---- ENTRIES SUPPLIED
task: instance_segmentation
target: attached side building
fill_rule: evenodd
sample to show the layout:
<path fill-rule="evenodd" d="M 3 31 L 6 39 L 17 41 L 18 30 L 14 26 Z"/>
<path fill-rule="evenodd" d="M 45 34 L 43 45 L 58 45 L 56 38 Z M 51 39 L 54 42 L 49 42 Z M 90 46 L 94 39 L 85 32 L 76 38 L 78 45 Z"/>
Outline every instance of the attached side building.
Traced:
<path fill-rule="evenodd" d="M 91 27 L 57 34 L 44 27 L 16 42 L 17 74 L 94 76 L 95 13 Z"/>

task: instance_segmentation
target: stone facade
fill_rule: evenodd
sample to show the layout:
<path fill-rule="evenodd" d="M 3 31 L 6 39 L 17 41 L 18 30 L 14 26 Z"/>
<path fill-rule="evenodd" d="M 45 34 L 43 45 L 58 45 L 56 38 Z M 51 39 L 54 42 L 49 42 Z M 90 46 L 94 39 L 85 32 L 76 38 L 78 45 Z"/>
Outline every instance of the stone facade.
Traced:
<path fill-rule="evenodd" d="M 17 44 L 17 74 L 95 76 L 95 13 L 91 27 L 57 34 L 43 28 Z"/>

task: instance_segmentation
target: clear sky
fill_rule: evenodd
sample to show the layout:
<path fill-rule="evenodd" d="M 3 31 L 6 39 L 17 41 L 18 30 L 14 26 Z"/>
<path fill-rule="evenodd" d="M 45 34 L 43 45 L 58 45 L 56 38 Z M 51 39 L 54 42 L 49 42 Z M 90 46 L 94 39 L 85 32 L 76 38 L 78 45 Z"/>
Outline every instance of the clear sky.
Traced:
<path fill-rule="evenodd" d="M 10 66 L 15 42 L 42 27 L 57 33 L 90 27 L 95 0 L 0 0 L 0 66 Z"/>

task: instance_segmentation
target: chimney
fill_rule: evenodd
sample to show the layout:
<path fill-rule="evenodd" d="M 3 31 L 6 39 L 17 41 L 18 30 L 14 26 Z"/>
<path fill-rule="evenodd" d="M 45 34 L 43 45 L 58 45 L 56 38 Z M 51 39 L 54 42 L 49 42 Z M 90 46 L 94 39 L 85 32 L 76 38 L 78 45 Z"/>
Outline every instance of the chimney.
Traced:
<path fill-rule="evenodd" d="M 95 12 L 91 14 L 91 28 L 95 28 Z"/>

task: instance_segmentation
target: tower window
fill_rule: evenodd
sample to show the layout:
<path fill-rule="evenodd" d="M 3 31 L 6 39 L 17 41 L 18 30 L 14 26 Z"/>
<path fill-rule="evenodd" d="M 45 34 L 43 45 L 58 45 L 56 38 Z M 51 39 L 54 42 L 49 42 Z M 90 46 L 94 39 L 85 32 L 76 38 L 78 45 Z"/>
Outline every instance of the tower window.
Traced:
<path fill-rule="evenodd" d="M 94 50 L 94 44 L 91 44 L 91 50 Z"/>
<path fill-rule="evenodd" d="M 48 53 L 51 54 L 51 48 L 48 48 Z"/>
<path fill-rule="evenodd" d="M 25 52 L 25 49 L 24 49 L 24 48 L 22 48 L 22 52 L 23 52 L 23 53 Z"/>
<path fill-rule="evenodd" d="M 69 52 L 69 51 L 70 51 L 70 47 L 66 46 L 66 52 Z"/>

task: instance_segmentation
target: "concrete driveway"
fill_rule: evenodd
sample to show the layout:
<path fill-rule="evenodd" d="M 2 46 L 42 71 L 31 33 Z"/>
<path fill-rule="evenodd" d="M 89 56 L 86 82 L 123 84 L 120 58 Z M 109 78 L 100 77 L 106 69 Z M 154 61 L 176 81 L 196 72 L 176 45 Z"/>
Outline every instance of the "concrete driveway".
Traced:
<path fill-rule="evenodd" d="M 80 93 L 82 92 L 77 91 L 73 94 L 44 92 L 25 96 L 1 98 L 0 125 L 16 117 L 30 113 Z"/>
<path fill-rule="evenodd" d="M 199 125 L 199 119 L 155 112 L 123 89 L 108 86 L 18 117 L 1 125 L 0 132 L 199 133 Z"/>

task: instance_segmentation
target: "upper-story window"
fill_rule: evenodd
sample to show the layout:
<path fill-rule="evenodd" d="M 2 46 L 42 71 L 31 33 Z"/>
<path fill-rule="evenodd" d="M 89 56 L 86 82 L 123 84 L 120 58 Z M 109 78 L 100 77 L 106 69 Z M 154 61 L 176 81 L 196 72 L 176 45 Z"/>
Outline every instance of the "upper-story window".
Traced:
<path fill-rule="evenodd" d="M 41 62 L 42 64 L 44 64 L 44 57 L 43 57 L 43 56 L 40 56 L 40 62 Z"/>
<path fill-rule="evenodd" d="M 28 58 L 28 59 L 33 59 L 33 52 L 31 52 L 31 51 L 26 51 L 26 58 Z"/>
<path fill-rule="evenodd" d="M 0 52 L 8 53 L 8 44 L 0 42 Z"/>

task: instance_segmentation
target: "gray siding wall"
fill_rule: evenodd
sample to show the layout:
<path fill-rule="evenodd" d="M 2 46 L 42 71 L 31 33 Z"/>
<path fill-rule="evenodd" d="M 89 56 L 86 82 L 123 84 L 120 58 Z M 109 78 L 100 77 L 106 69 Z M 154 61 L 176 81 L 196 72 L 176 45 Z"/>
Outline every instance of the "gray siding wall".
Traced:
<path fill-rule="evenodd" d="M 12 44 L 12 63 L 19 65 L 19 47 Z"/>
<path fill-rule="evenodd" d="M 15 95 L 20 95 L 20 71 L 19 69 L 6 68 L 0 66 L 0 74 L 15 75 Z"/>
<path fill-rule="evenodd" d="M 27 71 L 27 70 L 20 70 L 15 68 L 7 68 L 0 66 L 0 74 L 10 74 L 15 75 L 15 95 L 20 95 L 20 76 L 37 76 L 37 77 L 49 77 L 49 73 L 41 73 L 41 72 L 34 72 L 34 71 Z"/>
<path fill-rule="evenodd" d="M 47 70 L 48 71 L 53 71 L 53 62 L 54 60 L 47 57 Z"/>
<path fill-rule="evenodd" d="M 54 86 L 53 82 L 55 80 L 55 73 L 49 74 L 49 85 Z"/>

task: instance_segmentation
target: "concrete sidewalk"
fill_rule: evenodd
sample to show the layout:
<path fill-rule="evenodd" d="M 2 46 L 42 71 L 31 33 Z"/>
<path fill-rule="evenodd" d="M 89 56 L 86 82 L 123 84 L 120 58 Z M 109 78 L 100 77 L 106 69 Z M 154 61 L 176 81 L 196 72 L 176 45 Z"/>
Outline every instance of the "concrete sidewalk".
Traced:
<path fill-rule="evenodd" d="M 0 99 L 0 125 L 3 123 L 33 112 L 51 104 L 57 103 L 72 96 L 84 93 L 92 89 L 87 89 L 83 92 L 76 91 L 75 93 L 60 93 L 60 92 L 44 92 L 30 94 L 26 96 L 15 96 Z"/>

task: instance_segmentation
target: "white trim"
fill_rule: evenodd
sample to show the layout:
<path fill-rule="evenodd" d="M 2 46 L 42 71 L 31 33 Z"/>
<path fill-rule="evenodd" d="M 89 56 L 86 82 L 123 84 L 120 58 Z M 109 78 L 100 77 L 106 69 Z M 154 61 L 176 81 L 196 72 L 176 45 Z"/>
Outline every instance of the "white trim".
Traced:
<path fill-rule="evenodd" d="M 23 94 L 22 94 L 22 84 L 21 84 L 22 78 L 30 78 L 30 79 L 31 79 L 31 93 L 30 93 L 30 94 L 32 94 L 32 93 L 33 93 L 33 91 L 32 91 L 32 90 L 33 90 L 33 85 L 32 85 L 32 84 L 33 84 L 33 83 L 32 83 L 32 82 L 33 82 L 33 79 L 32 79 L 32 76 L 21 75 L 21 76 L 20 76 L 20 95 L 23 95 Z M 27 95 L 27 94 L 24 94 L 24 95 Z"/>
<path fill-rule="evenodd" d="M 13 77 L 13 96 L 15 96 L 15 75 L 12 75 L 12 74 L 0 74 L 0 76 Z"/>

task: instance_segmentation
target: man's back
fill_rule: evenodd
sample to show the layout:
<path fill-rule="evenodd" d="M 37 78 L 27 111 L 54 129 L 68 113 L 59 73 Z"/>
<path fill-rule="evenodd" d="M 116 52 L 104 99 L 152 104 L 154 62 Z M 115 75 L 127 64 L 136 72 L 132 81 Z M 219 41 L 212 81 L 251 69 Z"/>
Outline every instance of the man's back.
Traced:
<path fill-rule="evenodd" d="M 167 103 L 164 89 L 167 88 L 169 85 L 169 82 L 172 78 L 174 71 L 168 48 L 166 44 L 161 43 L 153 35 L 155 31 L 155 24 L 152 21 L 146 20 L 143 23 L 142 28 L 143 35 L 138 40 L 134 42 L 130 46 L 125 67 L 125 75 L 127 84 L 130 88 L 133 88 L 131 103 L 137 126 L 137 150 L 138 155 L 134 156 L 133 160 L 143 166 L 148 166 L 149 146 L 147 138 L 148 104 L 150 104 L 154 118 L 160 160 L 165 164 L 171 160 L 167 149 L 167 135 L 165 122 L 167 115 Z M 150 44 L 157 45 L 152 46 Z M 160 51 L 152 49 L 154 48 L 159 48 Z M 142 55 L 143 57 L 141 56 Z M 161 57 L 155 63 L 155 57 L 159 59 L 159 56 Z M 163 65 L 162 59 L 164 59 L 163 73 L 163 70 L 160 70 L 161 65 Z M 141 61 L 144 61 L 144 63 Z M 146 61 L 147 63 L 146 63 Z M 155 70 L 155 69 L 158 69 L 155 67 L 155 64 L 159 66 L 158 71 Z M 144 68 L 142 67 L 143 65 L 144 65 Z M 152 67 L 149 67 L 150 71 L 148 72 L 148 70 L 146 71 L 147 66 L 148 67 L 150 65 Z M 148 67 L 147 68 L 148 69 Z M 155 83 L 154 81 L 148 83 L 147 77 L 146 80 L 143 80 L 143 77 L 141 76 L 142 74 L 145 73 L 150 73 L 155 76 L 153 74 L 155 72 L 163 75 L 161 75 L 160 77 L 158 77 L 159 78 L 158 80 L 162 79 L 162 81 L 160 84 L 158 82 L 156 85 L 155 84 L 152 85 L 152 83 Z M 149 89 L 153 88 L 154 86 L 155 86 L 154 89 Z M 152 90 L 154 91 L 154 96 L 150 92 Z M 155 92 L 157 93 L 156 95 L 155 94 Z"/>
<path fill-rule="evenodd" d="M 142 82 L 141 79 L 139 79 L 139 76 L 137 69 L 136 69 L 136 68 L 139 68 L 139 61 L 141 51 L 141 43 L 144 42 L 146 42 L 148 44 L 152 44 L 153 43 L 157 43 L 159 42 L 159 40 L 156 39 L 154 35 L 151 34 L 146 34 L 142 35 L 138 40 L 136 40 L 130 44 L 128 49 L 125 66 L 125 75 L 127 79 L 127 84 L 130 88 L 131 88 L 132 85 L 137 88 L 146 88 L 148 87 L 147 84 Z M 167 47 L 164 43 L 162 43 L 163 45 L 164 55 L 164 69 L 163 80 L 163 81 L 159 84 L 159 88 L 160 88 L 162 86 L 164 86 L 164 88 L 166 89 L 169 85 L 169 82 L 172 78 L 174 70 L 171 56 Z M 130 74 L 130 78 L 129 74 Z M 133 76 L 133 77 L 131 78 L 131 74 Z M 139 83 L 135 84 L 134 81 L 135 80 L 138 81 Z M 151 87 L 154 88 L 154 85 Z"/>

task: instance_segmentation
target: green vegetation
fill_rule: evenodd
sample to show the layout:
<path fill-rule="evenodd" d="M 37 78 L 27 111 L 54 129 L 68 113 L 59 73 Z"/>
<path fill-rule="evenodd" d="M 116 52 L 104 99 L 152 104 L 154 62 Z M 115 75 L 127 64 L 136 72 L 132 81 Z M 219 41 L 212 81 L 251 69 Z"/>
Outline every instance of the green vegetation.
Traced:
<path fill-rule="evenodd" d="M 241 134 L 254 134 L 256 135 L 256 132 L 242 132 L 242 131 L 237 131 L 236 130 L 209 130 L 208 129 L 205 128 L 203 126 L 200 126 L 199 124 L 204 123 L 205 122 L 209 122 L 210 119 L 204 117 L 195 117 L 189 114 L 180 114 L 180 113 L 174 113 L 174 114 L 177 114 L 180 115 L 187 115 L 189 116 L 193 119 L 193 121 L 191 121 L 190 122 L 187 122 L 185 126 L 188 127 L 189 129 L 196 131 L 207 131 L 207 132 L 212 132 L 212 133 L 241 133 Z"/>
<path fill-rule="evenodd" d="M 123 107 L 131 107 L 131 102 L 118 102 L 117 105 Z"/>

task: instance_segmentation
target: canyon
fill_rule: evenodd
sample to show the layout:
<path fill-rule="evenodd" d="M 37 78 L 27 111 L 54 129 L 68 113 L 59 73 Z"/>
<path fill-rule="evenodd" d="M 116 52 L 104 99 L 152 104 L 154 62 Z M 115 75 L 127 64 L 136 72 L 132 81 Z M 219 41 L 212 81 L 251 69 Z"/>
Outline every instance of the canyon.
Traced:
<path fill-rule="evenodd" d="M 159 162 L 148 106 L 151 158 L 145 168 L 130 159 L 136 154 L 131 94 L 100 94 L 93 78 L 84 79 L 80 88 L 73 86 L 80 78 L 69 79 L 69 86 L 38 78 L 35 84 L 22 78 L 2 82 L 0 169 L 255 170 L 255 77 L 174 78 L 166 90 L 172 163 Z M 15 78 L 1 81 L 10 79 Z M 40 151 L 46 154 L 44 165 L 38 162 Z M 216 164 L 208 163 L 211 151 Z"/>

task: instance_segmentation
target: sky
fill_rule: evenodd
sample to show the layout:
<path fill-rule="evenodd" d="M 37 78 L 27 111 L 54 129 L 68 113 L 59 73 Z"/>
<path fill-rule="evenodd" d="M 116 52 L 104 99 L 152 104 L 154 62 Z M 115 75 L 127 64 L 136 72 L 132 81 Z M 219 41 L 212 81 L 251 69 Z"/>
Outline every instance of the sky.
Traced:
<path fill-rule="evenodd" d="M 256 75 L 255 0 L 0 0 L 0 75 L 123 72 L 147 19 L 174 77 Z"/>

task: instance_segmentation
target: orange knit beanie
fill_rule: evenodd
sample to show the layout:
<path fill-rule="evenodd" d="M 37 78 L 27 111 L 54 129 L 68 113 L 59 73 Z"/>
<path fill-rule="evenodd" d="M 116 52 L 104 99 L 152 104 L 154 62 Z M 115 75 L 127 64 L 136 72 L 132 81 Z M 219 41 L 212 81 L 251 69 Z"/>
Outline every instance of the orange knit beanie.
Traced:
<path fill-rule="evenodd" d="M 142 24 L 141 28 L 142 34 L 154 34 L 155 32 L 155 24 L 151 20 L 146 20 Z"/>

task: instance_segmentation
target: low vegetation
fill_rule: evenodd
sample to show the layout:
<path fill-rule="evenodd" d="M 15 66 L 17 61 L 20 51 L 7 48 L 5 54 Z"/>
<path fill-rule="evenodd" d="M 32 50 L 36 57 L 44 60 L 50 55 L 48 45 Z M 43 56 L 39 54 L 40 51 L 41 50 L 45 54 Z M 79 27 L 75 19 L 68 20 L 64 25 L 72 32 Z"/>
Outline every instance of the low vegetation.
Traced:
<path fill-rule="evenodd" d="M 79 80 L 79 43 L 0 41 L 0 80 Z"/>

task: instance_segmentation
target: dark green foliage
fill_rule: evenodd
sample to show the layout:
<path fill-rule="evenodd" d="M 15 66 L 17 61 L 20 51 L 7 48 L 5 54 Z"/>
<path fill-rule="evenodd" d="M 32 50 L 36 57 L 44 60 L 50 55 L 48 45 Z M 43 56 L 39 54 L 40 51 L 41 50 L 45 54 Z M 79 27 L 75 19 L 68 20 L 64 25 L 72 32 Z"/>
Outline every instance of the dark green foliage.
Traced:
--------
**GOAL:** Identify every line in the entries that contains the word "orange", and copy each such line.

**RESPONSE TO THIS TASK:**
target: orange knit beanie
Outline every instance of the orange knit beanie.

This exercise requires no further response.